---- Article

Vincent Damphousse, qui a mené le Bleu-Blanc-Rouge avec ses 23 points (11B-12A) en 20 parties éliminatoires, est d'avis que les contributions défensives de Carbonneau lors de ce printemps ont eu tout un impact sur ses coéquipiers et lui. Elles ont également démontré son incroyable courage face à un adversaire de taille.

«Lorsqu'on a gagné en 1993, il n'était pas à son mieux; il était blessé durant la majorité de la saison. Il avait constamment des sacs de glace sur les genoux et il souffrait, mais il a continué de jouer et il continuait constamment de faire de son mieux pour aider l'équipe», indique Damphousse au sujet de Carbonneau, qui n'avait pris part qu'à 61 rencontres en saison régulière en 1992-1993.

--------
---- Données fournies

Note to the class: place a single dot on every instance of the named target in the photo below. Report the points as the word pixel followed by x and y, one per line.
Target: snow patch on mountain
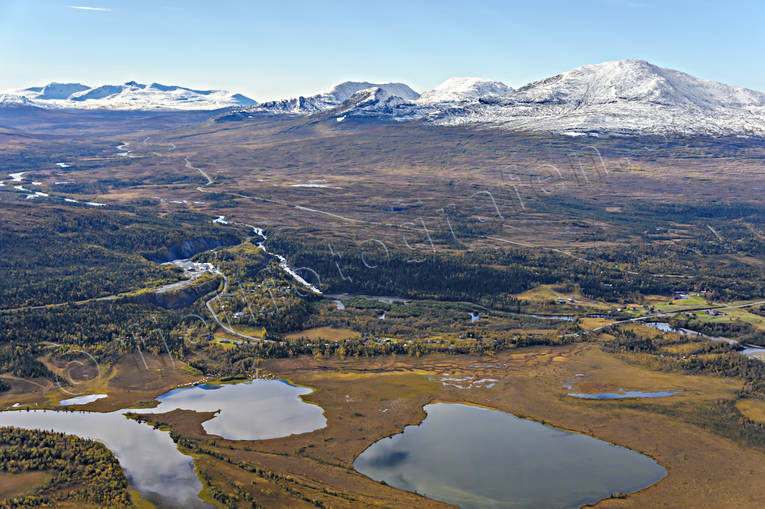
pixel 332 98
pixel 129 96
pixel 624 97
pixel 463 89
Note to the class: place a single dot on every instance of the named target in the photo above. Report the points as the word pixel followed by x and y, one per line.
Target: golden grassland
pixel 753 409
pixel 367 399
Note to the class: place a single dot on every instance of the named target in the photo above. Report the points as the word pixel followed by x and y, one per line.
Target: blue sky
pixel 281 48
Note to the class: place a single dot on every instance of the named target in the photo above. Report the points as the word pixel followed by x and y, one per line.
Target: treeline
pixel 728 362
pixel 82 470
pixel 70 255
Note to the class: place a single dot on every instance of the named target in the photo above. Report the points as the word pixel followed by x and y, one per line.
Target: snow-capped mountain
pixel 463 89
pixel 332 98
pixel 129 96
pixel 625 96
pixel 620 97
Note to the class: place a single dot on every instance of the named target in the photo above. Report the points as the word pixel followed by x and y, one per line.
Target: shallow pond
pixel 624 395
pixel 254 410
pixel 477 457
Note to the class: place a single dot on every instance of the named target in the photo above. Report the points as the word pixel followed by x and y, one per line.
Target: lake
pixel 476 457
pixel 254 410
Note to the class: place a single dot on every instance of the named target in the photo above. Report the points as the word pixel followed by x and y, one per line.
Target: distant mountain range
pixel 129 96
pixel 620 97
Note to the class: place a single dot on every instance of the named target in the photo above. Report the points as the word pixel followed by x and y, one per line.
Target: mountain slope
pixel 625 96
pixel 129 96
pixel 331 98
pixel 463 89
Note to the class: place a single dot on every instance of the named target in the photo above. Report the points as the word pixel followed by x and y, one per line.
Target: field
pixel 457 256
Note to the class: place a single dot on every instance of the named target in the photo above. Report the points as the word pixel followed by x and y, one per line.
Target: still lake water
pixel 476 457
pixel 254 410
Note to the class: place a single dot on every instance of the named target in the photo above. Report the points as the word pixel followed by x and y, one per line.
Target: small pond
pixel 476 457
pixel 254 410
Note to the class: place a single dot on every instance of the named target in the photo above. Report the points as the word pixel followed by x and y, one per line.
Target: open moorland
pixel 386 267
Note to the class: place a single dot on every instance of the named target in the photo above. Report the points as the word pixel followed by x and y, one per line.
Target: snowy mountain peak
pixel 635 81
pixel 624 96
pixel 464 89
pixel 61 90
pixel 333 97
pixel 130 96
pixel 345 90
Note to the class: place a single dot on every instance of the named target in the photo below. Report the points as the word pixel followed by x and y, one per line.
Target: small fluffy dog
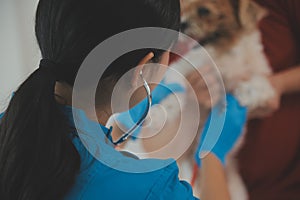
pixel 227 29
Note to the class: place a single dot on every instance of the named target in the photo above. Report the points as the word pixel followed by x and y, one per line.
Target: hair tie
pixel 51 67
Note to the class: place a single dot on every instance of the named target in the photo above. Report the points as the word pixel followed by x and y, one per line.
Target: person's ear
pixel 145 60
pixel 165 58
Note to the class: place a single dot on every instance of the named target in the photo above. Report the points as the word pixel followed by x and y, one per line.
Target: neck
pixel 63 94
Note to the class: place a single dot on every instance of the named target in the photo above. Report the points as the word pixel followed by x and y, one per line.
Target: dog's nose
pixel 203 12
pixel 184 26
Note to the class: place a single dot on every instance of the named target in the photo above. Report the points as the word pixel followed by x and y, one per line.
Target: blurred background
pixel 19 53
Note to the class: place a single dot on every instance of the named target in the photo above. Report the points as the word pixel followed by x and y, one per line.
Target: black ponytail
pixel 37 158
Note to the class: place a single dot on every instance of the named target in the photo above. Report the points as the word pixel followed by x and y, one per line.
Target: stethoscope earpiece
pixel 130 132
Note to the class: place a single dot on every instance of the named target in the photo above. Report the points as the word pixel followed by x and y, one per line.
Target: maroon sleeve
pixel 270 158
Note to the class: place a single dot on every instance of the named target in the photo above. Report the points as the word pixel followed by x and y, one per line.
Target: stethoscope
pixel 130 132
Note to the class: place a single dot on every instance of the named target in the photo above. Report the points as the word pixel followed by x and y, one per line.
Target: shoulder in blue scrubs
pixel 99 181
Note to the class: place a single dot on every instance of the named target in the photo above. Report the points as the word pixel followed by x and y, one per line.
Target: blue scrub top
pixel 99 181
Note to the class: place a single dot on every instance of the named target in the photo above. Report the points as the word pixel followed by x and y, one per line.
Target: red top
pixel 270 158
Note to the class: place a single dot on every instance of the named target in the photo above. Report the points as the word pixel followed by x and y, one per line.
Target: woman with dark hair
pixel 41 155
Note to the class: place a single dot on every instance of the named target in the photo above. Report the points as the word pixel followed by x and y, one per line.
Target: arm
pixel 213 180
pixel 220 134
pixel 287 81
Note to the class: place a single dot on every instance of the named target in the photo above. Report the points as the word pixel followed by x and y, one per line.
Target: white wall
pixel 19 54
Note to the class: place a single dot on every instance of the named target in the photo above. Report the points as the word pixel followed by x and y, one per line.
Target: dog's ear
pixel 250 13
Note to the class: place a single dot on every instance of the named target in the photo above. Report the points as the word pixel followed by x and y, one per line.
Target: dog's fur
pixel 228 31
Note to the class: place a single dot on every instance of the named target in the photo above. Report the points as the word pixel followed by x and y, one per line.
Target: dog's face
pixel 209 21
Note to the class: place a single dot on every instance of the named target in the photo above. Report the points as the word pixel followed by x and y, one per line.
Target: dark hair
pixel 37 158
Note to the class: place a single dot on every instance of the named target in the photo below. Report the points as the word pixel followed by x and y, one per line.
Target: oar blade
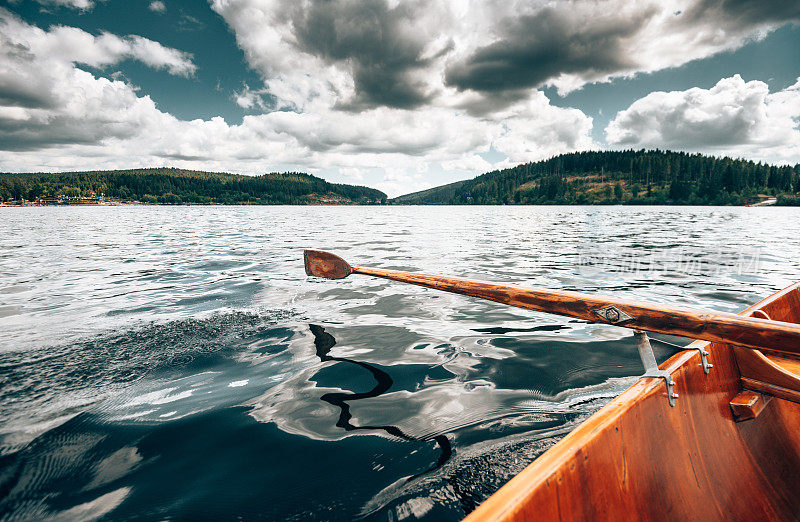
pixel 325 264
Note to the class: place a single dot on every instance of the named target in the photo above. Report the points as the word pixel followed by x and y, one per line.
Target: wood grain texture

--------

**Objectif**
Recopiez intégralement l'article sur Carbonneau, sans y changer un seul mot. Les lignes ci-dessus forment un matériau distinct de l'article.

**Solution proposée**
Vincent Damphousse, qui a mené le Bleu-Blanc-Rouge avec ses 23 points (11B-12A) en 20 parties éliminatoires, est d'avis que les contributions défensives de Carbonneau lors de ce printemps ont eu tout un impact sur ses coéquipiers et lui. Elles ont également démontré son incroyable courage face à un adversaire de taille.

«Lorsqu'on a gagné en 1993, il n'était pas à son mieux; il était blessé durant la majorité de la saison. Il avait constamment des sacs de glace sur les genoux et il souffrait, mais il a continué de jouer et il continuait constamment de faire de son mieux pour aider l'équipe», indique Damphousse au sujet de Carbonneau, qui n'avait pris part qu'à 61 rencontres en saison régulière en 1992-1993.